What to produce: Can you format every line of the material as a Markdown table with the columns Row and Line, numbering the rows and skipping any blank lines?
## BEGIN Listed entries
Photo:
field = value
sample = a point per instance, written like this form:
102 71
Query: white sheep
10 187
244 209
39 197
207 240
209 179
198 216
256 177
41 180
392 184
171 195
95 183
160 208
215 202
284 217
## END Listed entries
Response below:
| Row | Line |
|---|---|
| 1 | Photo: |
| 2 | field = value |
| 3 | sample = a point per instance, written like this form: |
| 4 | 102 71 |
| 5 | Query: white sheep |
| 6 | 10 187 |
| 7 | 244 209 |
| 8 | 39 197 |
| 9 | 207 240 |
| 10 | 209 179 |
| 11 | 198 216 |
| 12 | 256 177 |
| 13 | 41 180 |
| 14 | 392 184 |
| 15 | 171 195 |
| 16 | 95 183 |
| 17 | 160 208 |
| 18 | 215 202 |
| 19 | 284 217 |